Required work =
Reproduce verbatim the portion of the passage about the lieutenant colonel's stop in San Antonio that begins at the words "When the officer's" and ends after the words "the state unimpeded.".

Passage =

When the officer's stagecoach stopped over in San Antonio, he was accosted by three secessionist army commis-sioners. Texas sided with the south, but as there had been no formal declaration of war, the policy was to allow federal soldiers to march out of the state unimpeded.
The commissioners announced that the U.S. garrison at San Antonio had already left, and that the city was under Confederate control. The lieutenant colonel must declare himself in favor of the Confederacy, or the commissioners would detain him as a prisoner of war.
The officer drew himself to attention and proudly stated that he was not a Texan, but a Virginian, and that he would decide for himself which side to take. His brave comportment must have cowed the commissioners, because they chose not to press the issue. He continued his journey eastward.
When he arrived in Washington D.C., General Scott offered the man the top field-command position in the Union Army. The lieutenant colonel declined, choosing allegiance to his state over his country.

Recorded information =

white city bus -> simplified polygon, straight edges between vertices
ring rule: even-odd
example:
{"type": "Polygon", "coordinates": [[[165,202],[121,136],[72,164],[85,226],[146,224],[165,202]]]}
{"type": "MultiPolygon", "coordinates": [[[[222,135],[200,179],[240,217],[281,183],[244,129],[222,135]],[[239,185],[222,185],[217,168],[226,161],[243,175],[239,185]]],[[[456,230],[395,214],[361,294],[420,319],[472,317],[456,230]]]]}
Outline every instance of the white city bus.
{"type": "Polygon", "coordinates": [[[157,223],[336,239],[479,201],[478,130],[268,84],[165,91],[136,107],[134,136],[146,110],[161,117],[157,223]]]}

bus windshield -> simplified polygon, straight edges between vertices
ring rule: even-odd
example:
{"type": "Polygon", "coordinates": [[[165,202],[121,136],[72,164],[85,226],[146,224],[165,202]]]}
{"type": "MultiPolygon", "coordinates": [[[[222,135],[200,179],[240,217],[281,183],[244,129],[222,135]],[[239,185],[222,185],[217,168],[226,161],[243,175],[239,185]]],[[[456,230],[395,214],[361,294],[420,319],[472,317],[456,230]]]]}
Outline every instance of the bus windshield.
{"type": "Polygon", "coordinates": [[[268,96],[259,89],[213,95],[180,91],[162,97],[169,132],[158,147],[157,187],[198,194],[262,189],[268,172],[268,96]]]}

==

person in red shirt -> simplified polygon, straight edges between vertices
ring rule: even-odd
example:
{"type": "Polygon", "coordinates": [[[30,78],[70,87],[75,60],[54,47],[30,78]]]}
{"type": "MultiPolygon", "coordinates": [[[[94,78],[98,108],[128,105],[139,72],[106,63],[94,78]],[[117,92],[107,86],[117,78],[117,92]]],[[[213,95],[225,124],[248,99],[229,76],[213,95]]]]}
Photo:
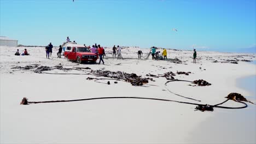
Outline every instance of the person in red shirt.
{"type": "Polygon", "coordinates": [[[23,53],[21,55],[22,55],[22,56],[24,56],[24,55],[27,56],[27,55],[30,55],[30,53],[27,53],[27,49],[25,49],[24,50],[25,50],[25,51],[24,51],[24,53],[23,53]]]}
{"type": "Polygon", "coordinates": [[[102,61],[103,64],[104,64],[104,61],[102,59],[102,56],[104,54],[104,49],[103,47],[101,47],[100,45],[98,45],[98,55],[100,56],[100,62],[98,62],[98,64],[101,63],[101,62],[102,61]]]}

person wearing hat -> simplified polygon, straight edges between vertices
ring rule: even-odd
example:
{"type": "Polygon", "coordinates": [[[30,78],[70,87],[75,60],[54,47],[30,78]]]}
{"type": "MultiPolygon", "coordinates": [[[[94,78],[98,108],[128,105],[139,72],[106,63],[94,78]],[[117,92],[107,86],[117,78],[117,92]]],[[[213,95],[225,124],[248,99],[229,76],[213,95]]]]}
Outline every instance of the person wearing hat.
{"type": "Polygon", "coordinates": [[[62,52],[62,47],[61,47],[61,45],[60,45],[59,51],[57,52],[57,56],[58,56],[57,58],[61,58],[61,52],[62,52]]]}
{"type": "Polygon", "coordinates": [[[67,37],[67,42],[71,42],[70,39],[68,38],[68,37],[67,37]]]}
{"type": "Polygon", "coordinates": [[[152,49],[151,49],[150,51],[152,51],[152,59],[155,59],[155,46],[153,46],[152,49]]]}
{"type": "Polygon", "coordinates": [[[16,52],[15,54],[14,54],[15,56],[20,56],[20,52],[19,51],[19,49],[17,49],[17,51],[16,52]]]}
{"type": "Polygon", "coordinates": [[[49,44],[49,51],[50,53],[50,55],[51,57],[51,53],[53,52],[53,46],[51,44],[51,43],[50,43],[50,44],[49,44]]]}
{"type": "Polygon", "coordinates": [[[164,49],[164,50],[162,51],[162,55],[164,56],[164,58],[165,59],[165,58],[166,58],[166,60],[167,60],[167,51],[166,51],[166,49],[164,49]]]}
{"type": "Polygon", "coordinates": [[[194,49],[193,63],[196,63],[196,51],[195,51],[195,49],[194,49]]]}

==

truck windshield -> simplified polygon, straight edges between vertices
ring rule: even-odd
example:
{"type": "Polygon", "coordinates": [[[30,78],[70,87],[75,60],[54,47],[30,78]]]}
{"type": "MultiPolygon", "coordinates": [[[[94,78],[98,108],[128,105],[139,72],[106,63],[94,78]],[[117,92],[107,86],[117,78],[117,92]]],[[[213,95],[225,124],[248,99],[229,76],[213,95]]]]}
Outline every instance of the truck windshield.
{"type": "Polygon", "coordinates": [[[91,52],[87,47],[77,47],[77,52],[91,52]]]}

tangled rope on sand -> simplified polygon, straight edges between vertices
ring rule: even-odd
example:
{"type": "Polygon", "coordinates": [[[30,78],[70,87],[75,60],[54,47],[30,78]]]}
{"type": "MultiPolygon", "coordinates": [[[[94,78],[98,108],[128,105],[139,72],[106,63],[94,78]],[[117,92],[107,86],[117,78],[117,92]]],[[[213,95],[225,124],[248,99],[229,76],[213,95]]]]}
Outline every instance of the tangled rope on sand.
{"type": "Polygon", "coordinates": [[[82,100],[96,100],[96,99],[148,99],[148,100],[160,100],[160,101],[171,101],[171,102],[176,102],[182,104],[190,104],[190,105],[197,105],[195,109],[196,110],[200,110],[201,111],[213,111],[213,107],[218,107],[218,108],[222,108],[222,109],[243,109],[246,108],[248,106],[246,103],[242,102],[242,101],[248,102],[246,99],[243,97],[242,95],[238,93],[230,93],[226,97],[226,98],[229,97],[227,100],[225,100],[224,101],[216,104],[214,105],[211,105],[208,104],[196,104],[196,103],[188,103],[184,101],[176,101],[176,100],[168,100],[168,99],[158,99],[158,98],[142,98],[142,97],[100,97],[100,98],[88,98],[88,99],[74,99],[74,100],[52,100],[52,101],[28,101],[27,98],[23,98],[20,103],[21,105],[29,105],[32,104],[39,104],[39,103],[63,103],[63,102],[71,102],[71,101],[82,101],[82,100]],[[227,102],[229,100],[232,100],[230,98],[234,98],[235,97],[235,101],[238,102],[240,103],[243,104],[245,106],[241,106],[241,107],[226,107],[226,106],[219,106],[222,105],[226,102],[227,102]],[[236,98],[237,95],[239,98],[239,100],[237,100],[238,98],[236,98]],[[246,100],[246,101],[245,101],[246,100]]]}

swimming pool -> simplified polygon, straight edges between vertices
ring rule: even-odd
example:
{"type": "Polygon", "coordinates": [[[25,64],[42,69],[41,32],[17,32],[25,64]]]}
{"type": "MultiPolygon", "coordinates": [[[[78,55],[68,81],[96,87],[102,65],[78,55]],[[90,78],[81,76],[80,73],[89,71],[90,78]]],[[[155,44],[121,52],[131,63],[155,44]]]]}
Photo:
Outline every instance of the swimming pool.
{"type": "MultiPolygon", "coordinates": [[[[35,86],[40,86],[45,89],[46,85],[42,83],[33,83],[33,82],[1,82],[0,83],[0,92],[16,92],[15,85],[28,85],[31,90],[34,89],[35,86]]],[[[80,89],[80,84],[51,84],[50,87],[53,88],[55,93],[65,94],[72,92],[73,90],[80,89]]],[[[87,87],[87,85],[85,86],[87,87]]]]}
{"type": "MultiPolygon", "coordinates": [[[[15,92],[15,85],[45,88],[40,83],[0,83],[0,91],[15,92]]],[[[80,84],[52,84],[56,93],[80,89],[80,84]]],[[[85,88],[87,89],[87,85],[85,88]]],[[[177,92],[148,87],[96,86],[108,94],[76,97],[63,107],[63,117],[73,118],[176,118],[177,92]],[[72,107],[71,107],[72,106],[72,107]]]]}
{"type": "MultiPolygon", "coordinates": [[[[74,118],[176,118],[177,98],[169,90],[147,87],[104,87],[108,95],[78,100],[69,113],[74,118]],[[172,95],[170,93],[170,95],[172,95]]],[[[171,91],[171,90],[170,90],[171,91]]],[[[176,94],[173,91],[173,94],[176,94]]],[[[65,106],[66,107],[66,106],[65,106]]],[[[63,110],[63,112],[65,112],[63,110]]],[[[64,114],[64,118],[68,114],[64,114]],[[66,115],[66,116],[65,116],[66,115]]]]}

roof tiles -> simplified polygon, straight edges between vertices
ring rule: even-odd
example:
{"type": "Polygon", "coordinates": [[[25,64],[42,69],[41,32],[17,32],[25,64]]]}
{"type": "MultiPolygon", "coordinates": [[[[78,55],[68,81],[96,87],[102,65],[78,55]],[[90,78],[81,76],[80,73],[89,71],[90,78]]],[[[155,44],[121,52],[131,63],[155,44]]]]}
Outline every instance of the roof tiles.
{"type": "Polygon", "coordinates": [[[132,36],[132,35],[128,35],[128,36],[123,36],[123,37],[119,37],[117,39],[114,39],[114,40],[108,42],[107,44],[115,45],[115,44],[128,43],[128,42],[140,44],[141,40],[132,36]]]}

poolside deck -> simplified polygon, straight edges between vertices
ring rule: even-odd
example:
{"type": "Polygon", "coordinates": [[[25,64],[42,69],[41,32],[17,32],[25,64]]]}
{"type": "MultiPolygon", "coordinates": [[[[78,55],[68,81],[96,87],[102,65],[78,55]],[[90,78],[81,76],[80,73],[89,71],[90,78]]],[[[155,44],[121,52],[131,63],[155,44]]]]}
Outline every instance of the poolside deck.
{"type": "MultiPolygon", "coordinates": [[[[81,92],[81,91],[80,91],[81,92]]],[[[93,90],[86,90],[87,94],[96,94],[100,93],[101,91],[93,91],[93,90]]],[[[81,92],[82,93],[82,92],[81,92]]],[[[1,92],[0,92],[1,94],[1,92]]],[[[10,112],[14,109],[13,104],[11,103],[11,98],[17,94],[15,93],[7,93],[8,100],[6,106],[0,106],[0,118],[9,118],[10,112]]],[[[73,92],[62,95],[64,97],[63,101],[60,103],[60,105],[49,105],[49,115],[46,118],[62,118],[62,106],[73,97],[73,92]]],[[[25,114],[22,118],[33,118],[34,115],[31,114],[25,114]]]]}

Task result =
When the officer's stagecoach stopped over in San Antonio, he was accosted by three secessionist army commis-sioners. Texas sided with the south, but as there had been no formal declaration of war, the policy was to allow federal soldiers to march out of the state unimpeded.